Il cibo nelle novelle di Giovanni Boccaccio

Nastagio degli Onesti - Sandro Botticelli

Il cibo nelle novelle di Giovanni Boccaccio assume diversi significati e ruoli narrativi. In alcuni casi viene descritto, in altri si accenna ad esso ma l’attenzione è sulla presentazione. Durante il banchetto emergono debolezze o virtù umane.

Ma procediamo con ordine e vediamo chi è Giovanni Boccaccio.

Giovanni Boccaccio

Il 16 giugno segna la data di nascita di Giovanni Boccaccio, una delle tre corone della letteratura italiana.

Figlio illegittimo del mercante Boccaccino di Chellino, Boccaccio nacque nel 1313 a Firenze (o forse a Certaldo).

Studiò prima a Firenze, ma trascorse molti anni a Napoli, dove il padre si trasferì in qualità di socio della banca fiorentina dei Bardi.

Questo soggiorno fu determinante nella formazione del giovane Boccaccio perché ebbe l’opportunità di entrare in contatto con una varietà di persone, dai mercanti agli avventurieri, dai cortigiani alla ricca borghesia.

- [Dati forniti]
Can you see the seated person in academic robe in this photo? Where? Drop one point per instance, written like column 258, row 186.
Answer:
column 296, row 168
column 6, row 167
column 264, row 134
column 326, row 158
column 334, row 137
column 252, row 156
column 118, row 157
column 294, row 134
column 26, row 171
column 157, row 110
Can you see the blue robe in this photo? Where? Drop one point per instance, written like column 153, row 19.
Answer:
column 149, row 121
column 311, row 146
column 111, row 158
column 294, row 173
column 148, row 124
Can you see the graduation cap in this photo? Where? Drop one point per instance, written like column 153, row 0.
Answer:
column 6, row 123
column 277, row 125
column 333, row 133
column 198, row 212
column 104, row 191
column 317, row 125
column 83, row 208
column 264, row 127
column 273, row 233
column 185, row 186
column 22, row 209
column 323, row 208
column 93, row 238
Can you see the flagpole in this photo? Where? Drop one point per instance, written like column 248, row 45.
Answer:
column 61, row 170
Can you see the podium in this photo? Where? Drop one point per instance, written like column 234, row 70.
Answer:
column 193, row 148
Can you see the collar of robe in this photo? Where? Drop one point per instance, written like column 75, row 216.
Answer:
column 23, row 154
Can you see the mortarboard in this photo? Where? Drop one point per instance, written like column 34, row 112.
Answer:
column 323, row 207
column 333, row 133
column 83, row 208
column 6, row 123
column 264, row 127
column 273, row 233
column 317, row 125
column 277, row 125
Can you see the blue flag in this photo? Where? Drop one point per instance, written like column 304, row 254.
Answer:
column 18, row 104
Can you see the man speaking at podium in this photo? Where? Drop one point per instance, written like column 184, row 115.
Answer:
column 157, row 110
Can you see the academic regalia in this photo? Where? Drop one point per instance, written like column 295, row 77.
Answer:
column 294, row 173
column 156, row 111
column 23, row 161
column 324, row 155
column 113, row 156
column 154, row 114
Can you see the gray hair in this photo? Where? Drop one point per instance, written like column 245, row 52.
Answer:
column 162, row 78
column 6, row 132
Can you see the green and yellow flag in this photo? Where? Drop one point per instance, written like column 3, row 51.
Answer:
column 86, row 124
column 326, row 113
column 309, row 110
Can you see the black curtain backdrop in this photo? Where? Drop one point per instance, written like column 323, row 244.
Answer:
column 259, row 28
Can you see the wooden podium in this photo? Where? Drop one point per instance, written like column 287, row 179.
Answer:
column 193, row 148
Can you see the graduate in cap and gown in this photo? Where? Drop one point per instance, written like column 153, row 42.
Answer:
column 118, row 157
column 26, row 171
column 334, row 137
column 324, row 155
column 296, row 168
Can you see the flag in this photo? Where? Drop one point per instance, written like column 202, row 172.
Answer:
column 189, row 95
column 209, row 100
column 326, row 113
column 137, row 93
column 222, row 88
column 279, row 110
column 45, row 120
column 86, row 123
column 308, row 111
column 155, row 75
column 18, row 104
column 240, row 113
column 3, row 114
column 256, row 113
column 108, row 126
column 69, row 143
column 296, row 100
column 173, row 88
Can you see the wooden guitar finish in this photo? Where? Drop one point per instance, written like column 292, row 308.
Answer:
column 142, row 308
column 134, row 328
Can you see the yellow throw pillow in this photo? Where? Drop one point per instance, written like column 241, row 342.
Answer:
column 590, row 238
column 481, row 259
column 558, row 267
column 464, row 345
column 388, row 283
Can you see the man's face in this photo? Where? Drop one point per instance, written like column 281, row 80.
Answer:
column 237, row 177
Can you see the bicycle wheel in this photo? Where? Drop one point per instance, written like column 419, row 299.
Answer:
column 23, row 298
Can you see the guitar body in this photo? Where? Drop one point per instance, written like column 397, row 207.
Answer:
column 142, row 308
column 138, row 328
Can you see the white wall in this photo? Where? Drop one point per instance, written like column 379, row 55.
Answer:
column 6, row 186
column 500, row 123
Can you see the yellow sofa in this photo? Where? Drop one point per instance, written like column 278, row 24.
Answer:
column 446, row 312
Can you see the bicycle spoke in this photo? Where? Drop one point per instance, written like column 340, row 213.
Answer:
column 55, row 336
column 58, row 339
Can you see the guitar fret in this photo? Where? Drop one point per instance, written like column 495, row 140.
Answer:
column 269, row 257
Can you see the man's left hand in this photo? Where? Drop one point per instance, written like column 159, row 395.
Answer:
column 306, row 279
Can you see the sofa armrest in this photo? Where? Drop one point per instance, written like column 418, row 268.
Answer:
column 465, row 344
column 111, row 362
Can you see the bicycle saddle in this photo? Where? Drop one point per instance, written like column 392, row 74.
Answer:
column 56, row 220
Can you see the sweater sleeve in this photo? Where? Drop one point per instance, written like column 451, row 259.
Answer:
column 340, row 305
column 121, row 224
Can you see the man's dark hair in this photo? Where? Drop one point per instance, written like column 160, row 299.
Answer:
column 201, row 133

- [Elenco dei compiti]
a – Trascrivi fedelmente le righe dell'elenco che vanno da quella contenente "Can you see the man's face" a quella contenente "column 58, row 339", entrambe comprese.
b – Scrivi il seguito del testo sul cibo nelle novelle di Boccaccio, riprendendo subito dopo l'ultima frase riportata.

- [Risposte ai compiti]
a –
Can you see the man's face in this photo? Where? Drop one point per instance, written like column 281, row 80.
Answer:
column 237, row 177
Can you see the bicycle wheel in this photo? Where? Drop one point per instance, written like column 419, row 299.
Answer:
column 23, row 298
Can you see the guitar body in this photo? Where? Drop one point per instance, written like column 397, row 207.
Answer:
column 142, row 308
column 138, row 328
Can you see the white wall in this photo? Where? Drop one point per instance, written like column 379, row 55.
Answer:
column 6, row 186
column 500, row 123
Can you see the yellow sofa in this photo? Where? Drop one point per instance, written like column 278, row 24.
Answer:
column 446, row 312
Can you see the bicycle spoke in this photo? Where? Drop one point per instance, written like column 340, row 213.
Answer:
column 55, row 336
column 58, row 339

b –
Nella Napoli del Trecento, Boccaccio ebbe modo di conoscere due realtà distinte della società medievale, quella “borghese”, attenta alla concretezza della vita economica e sociale, e quella “cortese”, legata al mondo raffinato e signorile della corte angioina.

In questo contesto molto stimolante, Boccaccio decise di dedicarsi alla letteratura, facendo sfumare i sogni del padre, che lo voleva mercante o banchiere.

Scrisse opere in versi e in prosa, in cui si notano le influenze della letteratura cavalleresca, ma anche delle narrazioni popolaresche dei cantari.

Nacquero così la Caccia di Diana, Filostrato, Filocolo, Teseida.

All’ambiente napoletano appartiene il personaggio di Fiammetta, misteriosa donna che Boccaccio forse amò e che rese protagonista di una delle sue opere più originali l’Elegia di Madonna Fiammetta.

Nel 1340 ritornò a Firenze, dove dovrà affrontare il grigiore di una vita borghese lontana dalla festosa vita cortese napoletana.

Tenendo ben presente la realtà dinamica e multiforme conosciuta in gioventù, Boccaccio si dedicò alla stesura della sua opera più famosa, il Decameron, che ebbe subito un grande successo di pubblico in Italia e in Europa.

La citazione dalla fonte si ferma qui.